* Tarea 1
Contesta estas preguntas con lo que dice el texto de estudio sobre el cine mexicano:
(a) ¿Qué periodo del desarrollo de la industria cinematográfica mexicana aborda la investigación?
(b) ¿Qué película pone Aurelio de los Reyes como ejemplo?
(c) ¿En qué ciudad se exhibió una versión alemana de The Blue Angel?
* Tarea 2
Prolonga el texto de estudio sobre el cine mexicano a partir de su última oración.

* Texto de estudio
────────────────────

El presente artículo es producto de la investigación para obtener el grado de maestro en Economía por parte de la Universidad Nacional Autónoma de México. Dicha investigación aborda con mayor detalle el desarrollo de la industria cinematográfica mexicana a lo largo del periodo 1929-1941 y no pudo haberse realizado sin el apoyo continuo otorgado por el Consejo Nacional de Humanidades, Ciencia y Tecnología, así como el apoyo de la Facultad de Economía y de mis asesores.

[2] Algunas películas del “documental de la Revolución” ponían énfasis en los escenarios de naturaleza y acontecimientos reales. Para Aurelio de los Reyes, un ejemplo es Sangre hermana (1914), el cual fue “una reacción al film d'art de Pathé y al filme histórico italiano que afirmaba la tradición cinematográfica mexicana”.

[3] Ese año se anunció la posible fundación de una compañía de producción, la Compañía Productora de Películas Cinematográficas, S. A., que produjera “efectivas vistas de arte, de gran interés y actualidad, que rivalizarán con las extranjeras” (De los Reyes, 1988, p. 60).

[4] Por ejemplo, en París se exhibió una versión alemana de The Blue Angel (Sternberg, 1930) que agradó al público sólo por su novedad.

[5] También se optó por sustituir los diálogos por intertítulos como en la época silente y utilizar narradores para explicarlos.

────────────────────

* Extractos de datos
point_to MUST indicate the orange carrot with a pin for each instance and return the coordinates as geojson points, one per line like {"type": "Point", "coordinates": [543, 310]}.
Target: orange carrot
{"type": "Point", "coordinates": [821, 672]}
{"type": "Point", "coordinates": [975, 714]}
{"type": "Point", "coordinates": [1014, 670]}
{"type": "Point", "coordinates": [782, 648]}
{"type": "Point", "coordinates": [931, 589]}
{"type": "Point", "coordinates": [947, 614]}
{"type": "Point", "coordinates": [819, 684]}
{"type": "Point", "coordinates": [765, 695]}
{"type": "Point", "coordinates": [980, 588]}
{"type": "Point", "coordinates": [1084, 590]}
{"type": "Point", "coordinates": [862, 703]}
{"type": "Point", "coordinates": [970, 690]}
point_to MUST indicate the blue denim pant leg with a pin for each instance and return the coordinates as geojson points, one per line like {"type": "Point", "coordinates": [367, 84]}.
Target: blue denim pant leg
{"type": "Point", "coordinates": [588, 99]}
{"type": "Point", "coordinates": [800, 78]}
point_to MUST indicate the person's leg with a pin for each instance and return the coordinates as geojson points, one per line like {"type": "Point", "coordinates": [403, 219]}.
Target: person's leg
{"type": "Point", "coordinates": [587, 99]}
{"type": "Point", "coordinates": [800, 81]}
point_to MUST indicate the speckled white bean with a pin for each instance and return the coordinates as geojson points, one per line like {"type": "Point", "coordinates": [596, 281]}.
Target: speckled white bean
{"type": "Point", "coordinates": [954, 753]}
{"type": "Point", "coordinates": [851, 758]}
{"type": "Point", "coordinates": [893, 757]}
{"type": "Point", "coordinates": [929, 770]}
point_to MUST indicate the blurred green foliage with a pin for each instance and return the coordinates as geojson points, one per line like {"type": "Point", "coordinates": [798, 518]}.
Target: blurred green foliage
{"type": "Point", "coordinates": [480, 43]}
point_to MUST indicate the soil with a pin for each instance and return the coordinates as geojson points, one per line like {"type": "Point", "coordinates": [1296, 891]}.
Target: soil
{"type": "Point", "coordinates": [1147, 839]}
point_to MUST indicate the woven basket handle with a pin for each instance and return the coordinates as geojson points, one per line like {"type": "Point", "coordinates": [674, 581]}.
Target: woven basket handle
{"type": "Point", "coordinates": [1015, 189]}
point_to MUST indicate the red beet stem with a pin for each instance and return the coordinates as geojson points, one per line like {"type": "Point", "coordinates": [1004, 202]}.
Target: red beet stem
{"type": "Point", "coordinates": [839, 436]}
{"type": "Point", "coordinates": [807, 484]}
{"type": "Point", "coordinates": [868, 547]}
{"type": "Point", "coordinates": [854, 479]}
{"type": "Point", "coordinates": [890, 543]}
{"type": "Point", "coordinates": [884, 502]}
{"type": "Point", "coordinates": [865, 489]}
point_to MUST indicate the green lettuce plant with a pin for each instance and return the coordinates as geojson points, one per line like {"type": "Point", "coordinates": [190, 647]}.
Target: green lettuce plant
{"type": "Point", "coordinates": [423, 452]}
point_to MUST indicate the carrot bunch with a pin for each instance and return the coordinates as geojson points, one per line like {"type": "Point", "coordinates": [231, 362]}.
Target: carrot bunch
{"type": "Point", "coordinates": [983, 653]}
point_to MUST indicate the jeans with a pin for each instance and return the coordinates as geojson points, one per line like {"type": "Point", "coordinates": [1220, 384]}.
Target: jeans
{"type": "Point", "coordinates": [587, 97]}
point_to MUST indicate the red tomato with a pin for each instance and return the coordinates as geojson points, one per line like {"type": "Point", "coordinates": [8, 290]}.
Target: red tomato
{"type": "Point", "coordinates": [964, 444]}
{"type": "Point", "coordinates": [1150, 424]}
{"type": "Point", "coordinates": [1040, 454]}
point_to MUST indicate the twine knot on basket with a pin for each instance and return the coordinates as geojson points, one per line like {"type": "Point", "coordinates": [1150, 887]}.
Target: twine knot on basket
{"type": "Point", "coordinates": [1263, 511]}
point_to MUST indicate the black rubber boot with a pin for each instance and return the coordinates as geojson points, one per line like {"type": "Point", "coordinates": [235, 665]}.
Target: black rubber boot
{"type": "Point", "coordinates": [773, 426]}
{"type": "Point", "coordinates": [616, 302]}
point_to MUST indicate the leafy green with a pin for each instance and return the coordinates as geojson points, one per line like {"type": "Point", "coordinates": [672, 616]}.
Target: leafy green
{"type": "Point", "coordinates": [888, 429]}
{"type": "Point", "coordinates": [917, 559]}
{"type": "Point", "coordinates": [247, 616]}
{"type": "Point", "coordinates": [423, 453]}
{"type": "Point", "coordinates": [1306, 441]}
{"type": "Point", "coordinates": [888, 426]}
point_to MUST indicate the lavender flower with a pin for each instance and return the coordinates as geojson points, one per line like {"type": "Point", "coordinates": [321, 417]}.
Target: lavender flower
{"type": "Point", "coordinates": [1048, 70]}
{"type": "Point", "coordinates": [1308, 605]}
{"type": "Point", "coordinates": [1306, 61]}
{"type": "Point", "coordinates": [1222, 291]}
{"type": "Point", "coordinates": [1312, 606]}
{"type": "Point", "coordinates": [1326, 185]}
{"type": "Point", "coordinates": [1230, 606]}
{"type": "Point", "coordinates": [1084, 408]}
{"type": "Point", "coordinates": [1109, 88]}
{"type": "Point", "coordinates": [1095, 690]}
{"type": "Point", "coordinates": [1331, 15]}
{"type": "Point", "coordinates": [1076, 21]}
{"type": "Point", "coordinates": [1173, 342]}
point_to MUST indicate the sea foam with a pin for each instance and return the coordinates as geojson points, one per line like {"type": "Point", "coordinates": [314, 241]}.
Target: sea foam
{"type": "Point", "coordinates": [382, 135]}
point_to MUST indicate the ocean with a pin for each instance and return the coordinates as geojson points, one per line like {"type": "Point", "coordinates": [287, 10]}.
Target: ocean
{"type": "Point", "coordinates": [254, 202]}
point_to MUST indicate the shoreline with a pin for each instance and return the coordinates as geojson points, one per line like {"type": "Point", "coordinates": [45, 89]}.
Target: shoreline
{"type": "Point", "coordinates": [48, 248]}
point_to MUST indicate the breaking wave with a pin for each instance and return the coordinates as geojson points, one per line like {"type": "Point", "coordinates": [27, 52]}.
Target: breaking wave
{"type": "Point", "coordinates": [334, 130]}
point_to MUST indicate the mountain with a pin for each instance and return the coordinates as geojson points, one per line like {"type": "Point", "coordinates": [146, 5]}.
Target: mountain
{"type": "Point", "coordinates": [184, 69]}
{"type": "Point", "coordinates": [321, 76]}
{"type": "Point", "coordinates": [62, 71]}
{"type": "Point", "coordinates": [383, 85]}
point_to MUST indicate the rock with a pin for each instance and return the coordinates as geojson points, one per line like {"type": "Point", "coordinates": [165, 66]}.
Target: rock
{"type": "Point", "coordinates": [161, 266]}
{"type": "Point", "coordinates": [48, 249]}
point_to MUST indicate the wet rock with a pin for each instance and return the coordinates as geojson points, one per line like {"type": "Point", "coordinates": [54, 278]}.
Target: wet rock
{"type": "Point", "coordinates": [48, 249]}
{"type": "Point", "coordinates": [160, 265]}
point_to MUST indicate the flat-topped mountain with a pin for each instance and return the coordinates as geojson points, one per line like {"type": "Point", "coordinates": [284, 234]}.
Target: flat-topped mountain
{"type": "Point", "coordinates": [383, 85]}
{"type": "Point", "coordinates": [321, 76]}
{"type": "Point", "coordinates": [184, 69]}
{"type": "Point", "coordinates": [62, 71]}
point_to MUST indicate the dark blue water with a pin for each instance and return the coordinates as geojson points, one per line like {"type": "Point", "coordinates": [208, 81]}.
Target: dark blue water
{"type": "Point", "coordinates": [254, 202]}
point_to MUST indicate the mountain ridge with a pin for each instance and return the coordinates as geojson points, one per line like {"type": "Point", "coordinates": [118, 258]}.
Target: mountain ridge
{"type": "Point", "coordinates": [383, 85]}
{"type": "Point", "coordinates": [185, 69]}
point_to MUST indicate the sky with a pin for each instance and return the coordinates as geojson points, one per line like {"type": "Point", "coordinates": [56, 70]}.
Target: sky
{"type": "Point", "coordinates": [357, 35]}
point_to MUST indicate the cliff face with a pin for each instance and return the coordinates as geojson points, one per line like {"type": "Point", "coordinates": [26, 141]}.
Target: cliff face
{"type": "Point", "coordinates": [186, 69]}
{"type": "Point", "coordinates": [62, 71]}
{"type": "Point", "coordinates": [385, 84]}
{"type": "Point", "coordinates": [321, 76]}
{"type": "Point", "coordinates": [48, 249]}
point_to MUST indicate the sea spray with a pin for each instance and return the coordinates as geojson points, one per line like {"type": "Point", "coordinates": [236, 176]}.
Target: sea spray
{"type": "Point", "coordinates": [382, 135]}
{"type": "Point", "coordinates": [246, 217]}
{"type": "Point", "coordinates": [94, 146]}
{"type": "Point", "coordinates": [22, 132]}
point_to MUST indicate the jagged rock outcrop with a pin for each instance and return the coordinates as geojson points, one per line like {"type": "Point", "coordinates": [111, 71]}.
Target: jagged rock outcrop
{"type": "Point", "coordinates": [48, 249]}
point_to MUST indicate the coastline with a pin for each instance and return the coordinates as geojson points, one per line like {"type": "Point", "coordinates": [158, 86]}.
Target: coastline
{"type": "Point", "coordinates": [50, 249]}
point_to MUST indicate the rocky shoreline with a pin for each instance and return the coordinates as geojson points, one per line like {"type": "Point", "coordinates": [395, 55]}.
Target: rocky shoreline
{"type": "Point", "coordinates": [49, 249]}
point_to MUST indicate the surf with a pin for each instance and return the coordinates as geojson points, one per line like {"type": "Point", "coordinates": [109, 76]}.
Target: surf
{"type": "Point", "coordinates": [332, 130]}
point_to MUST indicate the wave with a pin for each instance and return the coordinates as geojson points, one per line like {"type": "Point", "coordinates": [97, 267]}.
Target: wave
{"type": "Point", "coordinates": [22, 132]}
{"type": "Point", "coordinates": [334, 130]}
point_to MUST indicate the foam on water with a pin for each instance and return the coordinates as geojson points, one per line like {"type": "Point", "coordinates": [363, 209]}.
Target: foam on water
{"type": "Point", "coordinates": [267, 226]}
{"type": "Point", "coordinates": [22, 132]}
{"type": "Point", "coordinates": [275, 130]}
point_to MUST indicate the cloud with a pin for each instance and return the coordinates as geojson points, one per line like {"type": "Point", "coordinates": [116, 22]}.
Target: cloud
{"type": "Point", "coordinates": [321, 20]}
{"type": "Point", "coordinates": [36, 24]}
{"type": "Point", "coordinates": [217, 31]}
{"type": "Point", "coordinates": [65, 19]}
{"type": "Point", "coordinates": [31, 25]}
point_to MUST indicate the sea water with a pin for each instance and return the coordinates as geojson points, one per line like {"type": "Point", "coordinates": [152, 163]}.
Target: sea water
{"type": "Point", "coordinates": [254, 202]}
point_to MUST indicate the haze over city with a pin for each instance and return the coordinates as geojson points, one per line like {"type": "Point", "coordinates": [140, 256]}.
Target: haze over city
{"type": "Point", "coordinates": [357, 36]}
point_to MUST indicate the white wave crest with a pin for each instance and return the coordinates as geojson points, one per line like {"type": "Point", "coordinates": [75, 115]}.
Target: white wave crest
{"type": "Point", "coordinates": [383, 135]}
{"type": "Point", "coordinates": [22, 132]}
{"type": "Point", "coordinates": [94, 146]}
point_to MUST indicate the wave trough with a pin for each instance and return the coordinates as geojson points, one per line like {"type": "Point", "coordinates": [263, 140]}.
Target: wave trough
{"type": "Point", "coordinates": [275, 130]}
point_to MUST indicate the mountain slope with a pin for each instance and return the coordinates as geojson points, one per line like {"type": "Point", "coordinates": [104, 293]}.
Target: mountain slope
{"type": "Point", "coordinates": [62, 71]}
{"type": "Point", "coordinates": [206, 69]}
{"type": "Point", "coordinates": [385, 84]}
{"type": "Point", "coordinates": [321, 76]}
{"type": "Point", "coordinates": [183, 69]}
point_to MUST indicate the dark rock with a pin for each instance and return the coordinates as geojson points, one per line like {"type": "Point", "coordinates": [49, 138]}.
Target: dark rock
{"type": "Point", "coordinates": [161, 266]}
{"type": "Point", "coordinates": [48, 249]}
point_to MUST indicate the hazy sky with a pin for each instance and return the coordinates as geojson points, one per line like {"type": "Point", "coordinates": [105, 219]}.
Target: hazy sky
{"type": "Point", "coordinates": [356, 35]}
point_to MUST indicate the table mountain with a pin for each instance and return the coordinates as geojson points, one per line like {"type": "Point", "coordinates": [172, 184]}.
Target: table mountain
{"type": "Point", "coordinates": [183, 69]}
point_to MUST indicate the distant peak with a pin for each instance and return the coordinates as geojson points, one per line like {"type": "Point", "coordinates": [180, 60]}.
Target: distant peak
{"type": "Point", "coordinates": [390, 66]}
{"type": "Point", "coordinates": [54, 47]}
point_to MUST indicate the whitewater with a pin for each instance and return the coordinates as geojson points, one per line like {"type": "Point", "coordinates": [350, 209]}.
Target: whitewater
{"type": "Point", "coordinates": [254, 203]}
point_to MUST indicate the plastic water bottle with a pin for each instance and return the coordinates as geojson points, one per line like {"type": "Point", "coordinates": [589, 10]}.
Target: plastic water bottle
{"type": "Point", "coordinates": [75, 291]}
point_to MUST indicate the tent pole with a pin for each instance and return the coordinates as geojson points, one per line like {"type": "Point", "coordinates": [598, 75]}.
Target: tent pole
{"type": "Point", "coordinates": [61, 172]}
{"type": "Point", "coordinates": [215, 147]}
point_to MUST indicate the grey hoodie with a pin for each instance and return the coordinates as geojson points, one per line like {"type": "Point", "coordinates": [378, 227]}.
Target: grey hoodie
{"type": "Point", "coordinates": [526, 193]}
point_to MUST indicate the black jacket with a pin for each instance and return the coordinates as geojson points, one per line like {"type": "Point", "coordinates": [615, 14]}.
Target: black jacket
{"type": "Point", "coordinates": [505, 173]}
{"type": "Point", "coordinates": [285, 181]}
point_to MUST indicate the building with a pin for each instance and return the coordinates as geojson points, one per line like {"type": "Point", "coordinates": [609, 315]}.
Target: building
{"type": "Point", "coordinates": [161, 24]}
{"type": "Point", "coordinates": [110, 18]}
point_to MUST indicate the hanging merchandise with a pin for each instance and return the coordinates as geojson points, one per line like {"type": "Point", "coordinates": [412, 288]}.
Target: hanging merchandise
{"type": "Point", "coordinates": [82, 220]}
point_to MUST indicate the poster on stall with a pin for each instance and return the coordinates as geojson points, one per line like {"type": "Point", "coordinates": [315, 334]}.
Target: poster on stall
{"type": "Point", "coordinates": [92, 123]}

────────────────────

* Respuesta del ejercicio 1
(a) El periodo 1929-1941.
(b) Sangre hermana (1914).
(c) En París.

* Respuesta del ejercicio 2
[6] Para algunos autores, la mala recepción del “cine hispano” se debió a motivos nacionalistas, pues los actores provenían de diferentes regiones del mundo hispanohablante, por lo que la mezcolanza de acentos resultaba desagradable para el público. Si bien este pudo haber sido el caso de España (Mora, 2005), a partir de su experiencia en Argentina, Cué concluyó que la nacionalidad de los actores no importaba, mientras fueran buenos. Del mismo modo, para Aurelio de los Reyes (1988), el rechazo del “cine hispano” no se debió a xenofobia, sino a que se creía que las cintas eran de baja calidad. El autor respalda este argumento señalando una nota del Universal Ilustrado de 1931 donde el autor se abocaba a criticar las cintas únicamente por utilizar “artistas ínfimos, con argumentos tontos”. Asimismo, de acuerdo con René Cardona (recuperado por De los Reyes), el problema de xenofobia yacía en la producción, ya que eran los trabajadores los que no se ponían de acuerdo en si utilizaría la pronunciación española o no, y el uso de modismos causaba confusiones al momento de filmar.

[7] Desde 1917 en México hubo inventores que, a la par de sus análogos estadounidenses, patentaron sistemas para sincronizar imagen y sonido. Sin embargo, la fuerte competencia contra las cintas estadounidenses impidió el uso comercial de esta tecnología.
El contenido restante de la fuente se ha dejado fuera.